> _Exercise objective_
Could you write out the rows again from the line with "of the blurred" to the line with "143], [54, 242]]", both ends included, keeping every line but multiplying each coordinate in the answers by 0.25 and rounding to whole numbers, with halves rounded up? Return only those lines.

> _Records to process_
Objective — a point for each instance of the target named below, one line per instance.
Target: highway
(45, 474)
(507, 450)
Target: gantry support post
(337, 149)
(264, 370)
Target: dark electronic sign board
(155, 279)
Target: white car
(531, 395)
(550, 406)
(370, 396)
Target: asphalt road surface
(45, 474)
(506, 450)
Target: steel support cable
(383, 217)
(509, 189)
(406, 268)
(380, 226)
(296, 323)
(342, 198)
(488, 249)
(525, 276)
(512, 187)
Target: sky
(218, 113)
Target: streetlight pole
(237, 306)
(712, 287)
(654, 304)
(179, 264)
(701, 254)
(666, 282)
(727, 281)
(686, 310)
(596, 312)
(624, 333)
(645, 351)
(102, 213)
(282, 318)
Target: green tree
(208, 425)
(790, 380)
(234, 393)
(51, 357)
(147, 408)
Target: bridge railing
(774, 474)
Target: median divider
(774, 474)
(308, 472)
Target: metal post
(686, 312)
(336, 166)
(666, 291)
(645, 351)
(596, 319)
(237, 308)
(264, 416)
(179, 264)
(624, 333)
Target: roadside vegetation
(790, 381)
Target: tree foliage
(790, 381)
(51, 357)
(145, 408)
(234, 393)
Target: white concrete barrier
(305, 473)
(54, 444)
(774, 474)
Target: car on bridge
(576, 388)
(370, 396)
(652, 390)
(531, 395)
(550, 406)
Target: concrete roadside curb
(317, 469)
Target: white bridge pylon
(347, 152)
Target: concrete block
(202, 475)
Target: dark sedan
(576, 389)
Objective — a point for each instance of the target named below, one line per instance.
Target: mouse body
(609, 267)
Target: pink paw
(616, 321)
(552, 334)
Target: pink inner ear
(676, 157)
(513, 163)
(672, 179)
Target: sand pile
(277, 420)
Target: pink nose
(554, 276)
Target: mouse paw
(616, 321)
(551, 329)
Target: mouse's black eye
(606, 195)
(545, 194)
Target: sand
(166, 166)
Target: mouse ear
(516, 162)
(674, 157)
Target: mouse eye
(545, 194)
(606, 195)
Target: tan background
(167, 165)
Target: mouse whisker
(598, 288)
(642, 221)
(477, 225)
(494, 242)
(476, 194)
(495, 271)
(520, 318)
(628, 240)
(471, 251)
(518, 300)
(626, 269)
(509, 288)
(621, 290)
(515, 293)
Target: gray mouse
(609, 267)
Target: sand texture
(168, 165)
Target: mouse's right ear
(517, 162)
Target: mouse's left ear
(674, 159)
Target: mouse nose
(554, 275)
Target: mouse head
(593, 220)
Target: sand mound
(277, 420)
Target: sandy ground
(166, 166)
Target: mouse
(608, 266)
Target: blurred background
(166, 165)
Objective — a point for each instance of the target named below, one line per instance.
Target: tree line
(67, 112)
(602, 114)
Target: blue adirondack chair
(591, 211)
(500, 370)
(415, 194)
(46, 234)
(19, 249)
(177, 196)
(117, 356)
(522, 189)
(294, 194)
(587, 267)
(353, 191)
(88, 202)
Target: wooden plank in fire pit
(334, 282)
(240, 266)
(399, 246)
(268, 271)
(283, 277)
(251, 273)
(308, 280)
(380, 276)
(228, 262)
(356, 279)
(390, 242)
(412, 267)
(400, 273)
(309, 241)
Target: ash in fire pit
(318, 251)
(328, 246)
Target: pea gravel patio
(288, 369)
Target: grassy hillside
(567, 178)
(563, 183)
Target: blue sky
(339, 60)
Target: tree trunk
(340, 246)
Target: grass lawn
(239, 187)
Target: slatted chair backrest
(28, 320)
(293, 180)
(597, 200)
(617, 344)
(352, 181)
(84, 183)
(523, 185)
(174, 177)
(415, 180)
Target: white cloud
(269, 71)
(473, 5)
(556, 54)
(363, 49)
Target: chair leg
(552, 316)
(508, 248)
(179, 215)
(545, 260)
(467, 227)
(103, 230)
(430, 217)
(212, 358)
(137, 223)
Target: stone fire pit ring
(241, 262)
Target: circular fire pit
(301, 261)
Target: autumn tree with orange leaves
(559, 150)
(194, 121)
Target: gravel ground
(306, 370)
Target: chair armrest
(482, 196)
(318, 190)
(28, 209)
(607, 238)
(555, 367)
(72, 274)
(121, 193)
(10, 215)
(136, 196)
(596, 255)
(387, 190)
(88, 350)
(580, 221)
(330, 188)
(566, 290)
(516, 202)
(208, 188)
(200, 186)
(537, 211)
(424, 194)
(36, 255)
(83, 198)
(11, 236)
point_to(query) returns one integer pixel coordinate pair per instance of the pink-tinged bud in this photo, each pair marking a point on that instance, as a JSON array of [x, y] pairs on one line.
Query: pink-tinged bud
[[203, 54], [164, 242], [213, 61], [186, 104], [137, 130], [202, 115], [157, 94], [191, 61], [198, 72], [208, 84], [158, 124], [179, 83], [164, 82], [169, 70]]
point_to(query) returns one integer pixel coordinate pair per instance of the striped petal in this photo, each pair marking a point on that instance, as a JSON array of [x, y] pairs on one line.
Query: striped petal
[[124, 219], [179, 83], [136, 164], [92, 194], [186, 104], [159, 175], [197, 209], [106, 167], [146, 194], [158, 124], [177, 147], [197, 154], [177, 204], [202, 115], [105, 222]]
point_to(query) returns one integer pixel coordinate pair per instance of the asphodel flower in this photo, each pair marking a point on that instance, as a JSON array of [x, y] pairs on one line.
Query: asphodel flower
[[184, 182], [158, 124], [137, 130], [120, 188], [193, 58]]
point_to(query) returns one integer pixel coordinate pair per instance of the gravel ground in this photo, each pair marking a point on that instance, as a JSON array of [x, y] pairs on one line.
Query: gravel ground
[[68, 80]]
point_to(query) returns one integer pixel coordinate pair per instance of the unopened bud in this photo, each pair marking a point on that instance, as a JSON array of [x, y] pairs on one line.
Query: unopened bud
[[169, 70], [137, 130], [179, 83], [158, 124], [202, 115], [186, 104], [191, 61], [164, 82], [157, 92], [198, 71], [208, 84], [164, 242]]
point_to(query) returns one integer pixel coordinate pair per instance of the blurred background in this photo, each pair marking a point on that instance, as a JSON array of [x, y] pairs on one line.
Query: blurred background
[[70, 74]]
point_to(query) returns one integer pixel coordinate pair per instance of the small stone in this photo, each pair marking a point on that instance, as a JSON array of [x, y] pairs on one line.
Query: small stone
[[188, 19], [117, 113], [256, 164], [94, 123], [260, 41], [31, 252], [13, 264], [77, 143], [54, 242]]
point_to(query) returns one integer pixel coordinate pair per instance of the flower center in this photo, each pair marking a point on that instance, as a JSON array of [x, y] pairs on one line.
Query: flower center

> _Solution_
point_to(query) returns one integer pixel coordinate pair per instance of the blurred background in this photo, each pair marking a point on that instance, as a JSON array of [x, y] pairs on one line.
Query: blurred background
[[18, 19]]
point_to(query) returns one integer pixel coordinate pair per instance of the small stone in this photo, each pair marking a point on that instance, as a JSON array of [x, y] pairs on one line.
Query: small stone
[[47, 5], [29, 28], [64, 41], [24, 31], [65, 10], [8, 63], [3, 66], [19, 36], [14, 61]]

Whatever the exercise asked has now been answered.